WHAT YOU NEED TO DO: Could each record be written out again exactly as it stands?

◆ ◆ ◆

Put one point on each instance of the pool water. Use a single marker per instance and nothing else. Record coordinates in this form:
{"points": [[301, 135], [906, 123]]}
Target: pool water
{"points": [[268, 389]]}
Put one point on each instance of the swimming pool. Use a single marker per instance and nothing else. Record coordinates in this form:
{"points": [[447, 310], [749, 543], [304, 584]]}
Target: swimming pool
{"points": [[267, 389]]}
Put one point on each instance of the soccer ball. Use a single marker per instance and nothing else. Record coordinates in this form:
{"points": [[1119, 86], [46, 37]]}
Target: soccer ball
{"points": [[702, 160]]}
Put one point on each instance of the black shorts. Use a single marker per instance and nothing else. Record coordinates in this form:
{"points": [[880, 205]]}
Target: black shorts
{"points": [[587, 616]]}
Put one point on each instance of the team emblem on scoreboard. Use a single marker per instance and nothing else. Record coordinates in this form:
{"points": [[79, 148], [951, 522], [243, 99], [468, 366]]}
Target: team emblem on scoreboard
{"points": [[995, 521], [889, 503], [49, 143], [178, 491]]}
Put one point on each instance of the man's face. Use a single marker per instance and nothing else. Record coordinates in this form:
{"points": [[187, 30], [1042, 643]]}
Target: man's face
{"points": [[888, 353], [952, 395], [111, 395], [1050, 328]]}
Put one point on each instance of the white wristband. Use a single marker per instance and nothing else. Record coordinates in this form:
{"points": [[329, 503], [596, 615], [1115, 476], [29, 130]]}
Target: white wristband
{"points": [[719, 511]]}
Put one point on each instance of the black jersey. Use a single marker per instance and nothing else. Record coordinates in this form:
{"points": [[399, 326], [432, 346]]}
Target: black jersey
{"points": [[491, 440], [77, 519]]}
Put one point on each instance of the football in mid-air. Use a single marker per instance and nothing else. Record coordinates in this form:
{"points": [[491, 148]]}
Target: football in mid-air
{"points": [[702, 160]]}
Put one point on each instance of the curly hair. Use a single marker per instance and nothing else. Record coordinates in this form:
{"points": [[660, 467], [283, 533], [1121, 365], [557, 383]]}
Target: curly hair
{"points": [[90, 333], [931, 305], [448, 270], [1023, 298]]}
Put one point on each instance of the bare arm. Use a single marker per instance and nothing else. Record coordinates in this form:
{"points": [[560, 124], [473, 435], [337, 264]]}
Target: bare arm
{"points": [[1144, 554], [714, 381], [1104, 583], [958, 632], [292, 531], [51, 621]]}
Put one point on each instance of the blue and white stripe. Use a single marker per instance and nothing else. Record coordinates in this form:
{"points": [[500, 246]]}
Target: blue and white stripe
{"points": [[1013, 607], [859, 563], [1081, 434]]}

◆ ◆ ◆

COMPLETED TASK:
Put one point on each instance of the pool water. Use a single marker per instance and nothing else. Record coordinates in this form:
{"points": [[301, 135], [906, 123]]}
Target: pool water
{"points": [[268, 389]]}
Put one point on each instance of the swimming pool. Use a single marker per instance and nothing else. Record coordinates in this form:
{"points": [[447, 310], [749, 543], [304, 584]]}
Target: swimming pool
{"points": [[267, 389]]}
Put one point on each instance of the soccer ball. Use a single marker per instance and nothing else. Record coordinates in this form:
{"points": [[1119, 86], [46, 37]]}
Target: soccer ball
{"points": [[702, 160]]}
Put one point on each instance of the black shorts. Use a single marker per instance and nothing else. Record coordinates in this form:
{"points": [[880, 205]]}
Target: black shorts
{"points": [[587, 616]]}
Put one point on each instance of the team emblem on scoreboard. Use a single marker per instance and nothing else. Record coordinates in this form:
{"points": [[79, 148], [951, 522], [243, 99], [468, 366]]}
Target: team emblem on scoreboard
{"points": [[995, 521], [889, 503], [49, 143], [178, 491]]}
Put one point on each instance of the man's face. Use a single marker per instance and nothing else. Record coordinates in this form:
{"points": [[187, 30], [1042, 643]]}
Target: man's face
{"points": [[888, 353], [952, 395], [111, 395], [1050, 328]]}
Put one point on each instance of the white wristband. Use a single marker per instance and nothing else. Record coordinates in this form:
{"points": [[329, 503], [596, 615], [1115, 476], [29, 130]]}
Target: white wristband
{"points": [[719, 511]]}
Put one point on each instance of the black jersey. Use a single marker per instance and nothing else. Record coordinates in this form:
{"points": [[399, 326], [432, 346]]}
Target: black jersey
{"points": [[491, 440], [77, 519]]}
Put one point on each instance of the football in mid-air. Use a single marker per instance and nothing else. Record coordinates in this form:
{"points": [[491, 148]]}
Target: football in mid-air
{"points": [[702, 160]]}
Put one point on each instance of the curly hair. Use a single marker per instance and nothing else. Record coordinates in this form:
{"points": [[660, 467], [283, 533], [1121, 365], [557, 383]]}
Target: curly hair
{"points": [[90, 333], [931, 305], [448, 270], [1023, 298]]}
Put one point on each instance of the bare arm. Use a single marker per instance and nothing else. Record coordinates in this form:
{"points": [[560, 124], [473, 435], [337, 264]]}
Target: bare arm
{"points": [[1144, 554], [714, 381], [1104, 583], [958, 632], [292, 531], [51, 621]]}
Put one point on each instance of the blue and white stripe. Use a single marker per instance and nothing else. Record coordinates in this form:
{"points": [[500, 246]]}
Target: blue and white stripe
{"points": [[1013, 607], [859, 563], [1081, 434]]}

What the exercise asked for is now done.